--- Start of Selected excerpt ---
CREATE VECTOR INDEX

  • reference
  • Couchbase Server 8.0
    +

    The CREATE VECTOR INDEX statement allows you to create Hyperscale Vector indexes.

    To create secondary indexes or Composite Vector indexes, use the CREATE INDEX statement.

    Purpose

    CREATE VECTOR INDEX allows you to make multiple concurrent index creation requests. The command starts a task to create the index definition in the background. If there is an index creation task already running, the Index Service queues the incoming index creation request. CREATE VECTOR INDEX returns as soon as the index creation phase is complete.

    By default, when the index creation phase is complete, the Index Service triggers the index build phase. If you lose connectivity, the index build operation continues in the background. You can defer the index build phase using the defer_build clause. In deferred build mode, CREATE VECTOR INDEX creates the index definition, but does not trigger the index build phase. You can then build the index using the BUILD INDEX command.

    You can create multiple identical secondary indexes on a keyspace and place them on separate nodes for better index availability. In Couchbase Server Enterprise Edition, the recommended way to do this is using the num_replica option. In Couchbase Server Community Edition, you need to create multiple identical indexes and place them using the nodes option. See WITH Clause for more details.

    Hyperscale Vector indexes and Composite Vector indexes require a codebook for the vector field. The codebook is the result of sampling the dataset and is saved as part of the index metadata.
--- End of Selected excerpt ---
*Required work*.
**1.** In the Couchbase vector index page, rewrite the passage between "To create secondary" and "BUILD INDEX command.", inclusive, renaming "Index Service" to "Indexer".
**2.** According to the Couchbase vector index page, which command builds an index whose build phase was deferred?
The listing that comes next is separate material and has no connection to the Couchbase vector index page.
--- Start of Items ---
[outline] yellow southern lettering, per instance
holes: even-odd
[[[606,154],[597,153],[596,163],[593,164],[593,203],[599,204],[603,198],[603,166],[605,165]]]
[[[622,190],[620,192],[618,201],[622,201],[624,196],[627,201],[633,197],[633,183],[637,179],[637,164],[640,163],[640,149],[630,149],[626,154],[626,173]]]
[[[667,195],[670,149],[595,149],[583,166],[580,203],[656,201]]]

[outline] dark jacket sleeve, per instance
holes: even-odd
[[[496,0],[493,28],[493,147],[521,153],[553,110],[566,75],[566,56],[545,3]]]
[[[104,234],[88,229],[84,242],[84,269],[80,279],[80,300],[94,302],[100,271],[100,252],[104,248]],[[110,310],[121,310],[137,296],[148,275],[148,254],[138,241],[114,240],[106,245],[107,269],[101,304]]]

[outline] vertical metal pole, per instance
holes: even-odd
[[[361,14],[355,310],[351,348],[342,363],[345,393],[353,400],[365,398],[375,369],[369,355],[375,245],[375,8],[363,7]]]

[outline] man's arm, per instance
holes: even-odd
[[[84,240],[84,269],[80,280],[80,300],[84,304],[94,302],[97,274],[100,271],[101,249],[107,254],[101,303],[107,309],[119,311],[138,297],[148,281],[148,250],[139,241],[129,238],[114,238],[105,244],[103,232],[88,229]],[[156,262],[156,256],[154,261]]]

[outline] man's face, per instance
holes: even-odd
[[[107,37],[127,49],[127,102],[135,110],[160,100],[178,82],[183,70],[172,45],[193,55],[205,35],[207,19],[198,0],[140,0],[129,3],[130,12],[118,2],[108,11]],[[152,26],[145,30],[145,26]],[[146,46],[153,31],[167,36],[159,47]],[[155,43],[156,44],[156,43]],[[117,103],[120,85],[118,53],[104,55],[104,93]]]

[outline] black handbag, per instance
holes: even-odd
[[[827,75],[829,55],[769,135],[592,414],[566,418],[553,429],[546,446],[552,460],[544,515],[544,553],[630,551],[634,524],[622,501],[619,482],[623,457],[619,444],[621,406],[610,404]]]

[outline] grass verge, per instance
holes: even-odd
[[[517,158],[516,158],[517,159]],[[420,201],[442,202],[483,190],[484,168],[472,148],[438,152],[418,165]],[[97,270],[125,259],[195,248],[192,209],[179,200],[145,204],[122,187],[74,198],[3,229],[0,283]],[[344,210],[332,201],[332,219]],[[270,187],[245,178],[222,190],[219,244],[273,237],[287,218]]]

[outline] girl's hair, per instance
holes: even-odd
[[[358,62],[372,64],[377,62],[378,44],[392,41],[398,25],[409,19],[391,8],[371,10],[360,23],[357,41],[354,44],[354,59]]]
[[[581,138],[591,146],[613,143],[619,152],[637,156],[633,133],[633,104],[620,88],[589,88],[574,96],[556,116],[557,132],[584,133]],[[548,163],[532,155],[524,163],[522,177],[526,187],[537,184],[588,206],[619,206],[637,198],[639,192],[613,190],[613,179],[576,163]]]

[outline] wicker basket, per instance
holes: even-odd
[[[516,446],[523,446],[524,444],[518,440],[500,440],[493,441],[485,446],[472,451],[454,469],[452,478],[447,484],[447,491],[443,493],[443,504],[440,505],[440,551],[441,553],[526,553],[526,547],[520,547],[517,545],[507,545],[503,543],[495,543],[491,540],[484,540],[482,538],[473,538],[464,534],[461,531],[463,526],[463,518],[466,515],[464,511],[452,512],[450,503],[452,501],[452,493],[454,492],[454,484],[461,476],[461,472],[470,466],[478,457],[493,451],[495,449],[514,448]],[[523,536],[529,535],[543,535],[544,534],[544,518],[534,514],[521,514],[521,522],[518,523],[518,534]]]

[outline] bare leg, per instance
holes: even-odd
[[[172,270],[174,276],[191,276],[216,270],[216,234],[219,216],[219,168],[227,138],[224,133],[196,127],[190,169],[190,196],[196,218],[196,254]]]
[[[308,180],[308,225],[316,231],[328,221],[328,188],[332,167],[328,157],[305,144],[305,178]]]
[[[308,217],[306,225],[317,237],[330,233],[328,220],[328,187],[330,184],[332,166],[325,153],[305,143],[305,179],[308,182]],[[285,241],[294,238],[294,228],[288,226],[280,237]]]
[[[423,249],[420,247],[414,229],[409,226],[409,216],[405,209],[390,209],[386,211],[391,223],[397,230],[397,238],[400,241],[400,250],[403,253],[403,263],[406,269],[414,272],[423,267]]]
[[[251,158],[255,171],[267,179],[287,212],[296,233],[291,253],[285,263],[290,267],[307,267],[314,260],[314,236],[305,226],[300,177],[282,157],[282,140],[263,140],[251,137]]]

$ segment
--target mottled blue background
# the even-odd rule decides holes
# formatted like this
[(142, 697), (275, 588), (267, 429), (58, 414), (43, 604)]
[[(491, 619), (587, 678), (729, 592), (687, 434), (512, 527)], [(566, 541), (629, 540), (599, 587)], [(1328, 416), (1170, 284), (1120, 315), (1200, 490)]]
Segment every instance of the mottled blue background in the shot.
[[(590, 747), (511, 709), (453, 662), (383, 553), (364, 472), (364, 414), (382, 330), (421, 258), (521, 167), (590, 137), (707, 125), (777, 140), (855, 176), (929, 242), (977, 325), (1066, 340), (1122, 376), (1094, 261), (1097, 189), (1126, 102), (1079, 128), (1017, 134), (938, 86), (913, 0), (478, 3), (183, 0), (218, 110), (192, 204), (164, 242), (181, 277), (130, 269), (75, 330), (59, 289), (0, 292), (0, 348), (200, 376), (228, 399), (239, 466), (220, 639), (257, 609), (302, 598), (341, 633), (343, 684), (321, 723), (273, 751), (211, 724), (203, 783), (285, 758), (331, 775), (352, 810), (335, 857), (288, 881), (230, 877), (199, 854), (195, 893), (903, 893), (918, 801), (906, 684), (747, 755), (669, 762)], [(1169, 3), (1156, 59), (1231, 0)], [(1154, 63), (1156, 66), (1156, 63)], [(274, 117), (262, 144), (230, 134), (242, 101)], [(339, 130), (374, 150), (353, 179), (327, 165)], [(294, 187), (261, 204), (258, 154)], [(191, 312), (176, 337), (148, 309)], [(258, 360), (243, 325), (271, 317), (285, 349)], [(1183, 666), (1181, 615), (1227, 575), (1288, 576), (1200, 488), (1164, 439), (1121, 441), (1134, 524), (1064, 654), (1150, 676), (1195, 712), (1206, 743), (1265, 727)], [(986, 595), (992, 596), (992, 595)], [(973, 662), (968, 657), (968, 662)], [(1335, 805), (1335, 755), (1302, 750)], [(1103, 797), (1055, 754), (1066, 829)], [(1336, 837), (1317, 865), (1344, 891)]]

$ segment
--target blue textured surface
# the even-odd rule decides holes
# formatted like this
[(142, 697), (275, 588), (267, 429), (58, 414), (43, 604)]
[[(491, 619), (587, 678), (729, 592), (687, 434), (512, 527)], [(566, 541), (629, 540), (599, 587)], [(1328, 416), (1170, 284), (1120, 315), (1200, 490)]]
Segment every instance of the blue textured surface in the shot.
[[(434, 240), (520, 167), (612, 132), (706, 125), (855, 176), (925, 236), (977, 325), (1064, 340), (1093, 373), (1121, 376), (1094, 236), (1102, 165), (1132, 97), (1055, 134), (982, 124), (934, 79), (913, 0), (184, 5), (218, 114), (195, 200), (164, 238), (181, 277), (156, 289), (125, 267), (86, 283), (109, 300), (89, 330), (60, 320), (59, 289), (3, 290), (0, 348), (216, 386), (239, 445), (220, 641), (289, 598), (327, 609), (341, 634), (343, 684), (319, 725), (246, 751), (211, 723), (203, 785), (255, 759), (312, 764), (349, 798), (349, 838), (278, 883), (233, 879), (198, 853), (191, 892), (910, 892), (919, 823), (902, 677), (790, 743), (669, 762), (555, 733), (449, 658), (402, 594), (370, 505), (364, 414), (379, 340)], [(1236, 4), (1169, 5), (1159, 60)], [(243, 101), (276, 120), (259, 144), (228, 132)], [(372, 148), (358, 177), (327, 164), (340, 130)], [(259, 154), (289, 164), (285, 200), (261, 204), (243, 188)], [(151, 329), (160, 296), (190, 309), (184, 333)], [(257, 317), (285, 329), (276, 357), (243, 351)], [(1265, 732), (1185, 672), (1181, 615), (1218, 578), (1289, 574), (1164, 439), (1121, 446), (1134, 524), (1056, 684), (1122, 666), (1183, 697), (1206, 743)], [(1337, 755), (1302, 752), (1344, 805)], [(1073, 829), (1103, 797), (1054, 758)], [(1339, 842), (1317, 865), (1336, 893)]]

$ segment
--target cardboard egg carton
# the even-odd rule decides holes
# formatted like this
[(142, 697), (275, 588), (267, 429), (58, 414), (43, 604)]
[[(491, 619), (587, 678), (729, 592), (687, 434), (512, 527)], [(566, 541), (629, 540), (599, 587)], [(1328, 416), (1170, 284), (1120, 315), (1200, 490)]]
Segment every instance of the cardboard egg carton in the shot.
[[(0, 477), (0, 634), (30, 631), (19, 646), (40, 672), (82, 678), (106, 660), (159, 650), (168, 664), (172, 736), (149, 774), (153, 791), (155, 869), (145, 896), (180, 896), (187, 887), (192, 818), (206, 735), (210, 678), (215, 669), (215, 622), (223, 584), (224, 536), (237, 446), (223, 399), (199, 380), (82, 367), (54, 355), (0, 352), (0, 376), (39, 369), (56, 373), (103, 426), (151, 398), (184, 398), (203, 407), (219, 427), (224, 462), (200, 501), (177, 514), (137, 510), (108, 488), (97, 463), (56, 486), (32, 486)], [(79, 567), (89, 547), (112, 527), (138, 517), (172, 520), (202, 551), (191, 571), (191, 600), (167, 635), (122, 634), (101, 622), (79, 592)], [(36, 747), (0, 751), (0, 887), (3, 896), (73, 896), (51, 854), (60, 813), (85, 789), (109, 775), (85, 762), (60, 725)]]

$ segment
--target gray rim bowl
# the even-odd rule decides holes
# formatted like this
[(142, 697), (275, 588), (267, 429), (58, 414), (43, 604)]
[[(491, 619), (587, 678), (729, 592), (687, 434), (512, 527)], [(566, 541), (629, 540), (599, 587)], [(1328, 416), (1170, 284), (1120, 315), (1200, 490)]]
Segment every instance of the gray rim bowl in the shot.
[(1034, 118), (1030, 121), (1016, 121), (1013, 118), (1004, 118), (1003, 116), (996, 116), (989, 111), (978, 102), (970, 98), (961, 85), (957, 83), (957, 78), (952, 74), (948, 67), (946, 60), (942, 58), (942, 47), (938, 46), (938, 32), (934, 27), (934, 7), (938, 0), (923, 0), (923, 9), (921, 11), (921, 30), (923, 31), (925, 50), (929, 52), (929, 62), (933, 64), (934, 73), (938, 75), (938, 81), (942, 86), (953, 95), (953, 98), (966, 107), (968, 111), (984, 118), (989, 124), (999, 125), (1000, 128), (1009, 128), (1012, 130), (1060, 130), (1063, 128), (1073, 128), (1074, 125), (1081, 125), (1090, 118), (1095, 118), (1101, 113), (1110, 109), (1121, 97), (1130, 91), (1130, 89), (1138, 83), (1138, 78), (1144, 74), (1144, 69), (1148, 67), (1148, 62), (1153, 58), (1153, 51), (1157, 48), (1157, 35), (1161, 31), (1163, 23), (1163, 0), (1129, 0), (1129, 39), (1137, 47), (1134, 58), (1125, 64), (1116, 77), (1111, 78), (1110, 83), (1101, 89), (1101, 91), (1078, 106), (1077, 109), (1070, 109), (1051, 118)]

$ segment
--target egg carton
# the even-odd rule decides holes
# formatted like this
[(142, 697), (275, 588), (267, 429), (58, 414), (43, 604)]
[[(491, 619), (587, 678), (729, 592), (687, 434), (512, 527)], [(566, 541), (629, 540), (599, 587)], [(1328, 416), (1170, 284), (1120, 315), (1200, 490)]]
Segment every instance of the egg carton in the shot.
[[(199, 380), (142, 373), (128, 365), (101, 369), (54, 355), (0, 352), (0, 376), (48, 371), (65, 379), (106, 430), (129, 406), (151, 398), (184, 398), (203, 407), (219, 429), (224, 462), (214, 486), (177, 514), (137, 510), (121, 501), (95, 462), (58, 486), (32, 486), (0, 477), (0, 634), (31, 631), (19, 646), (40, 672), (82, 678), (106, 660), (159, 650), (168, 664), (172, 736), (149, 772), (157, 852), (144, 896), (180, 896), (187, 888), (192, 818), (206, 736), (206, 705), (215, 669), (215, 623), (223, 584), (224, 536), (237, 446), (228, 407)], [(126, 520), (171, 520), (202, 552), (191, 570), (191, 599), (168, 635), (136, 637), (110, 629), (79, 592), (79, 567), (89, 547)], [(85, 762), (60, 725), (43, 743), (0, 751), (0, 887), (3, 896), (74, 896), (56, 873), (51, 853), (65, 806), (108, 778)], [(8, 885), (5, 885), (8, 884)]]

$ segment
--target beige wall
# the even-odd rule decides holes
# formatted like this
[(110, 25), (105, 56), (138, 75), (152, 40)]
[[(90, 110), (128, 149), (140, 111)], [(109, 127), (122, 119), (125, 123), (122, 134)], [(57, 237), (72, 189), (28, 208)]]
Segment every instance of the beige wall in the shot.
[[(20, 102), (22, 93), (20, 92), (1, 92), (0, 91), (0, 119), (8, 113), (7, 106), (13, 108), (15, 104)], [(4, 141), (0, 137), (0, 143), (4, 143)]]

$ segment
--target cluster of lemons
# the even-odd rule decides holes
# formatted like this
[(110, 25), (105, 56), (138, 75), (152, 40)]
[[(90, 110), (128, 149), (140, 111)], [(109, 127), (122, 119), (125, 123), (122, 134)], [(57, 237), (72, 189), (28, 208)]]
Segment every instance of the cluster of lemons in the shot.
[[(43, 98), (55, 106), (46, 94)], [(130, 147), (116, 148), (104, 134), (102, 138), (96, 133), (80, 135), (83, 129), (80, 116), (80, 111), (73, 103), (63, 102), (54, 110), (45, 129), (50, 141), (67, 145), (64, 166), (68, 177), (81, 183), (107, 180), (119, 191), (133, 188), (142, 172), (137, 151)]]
--- End of Items ---
*Answers to each task*.
**1.**
To create secondary indexes or Composite Vector indexes, use the CREATE INDEX statement.

    Purpose

    CREATE VECTOR INDEX allows you to make multiple concurrent index creation requests. The command starts a task to create the index definition in the background. If there is an index creation task already running, the Indexer queues the incoming index creation request. CREATE VECTOR INDEX returns as soon as the index creation phase is complete.

    By default, when the index creation phase is complete, the Indexer triggers the index build phase. If you lose connectivity, the index build operation continues in the background. You can defer the index build phase using the defer_build clause. In deferred build mode, CREATE VECTOR INDEX creates the index definition, but does not trigger the index build phase. You can then build the index using the BUILD INDEX command.

**2.** The BUILD INDEX command.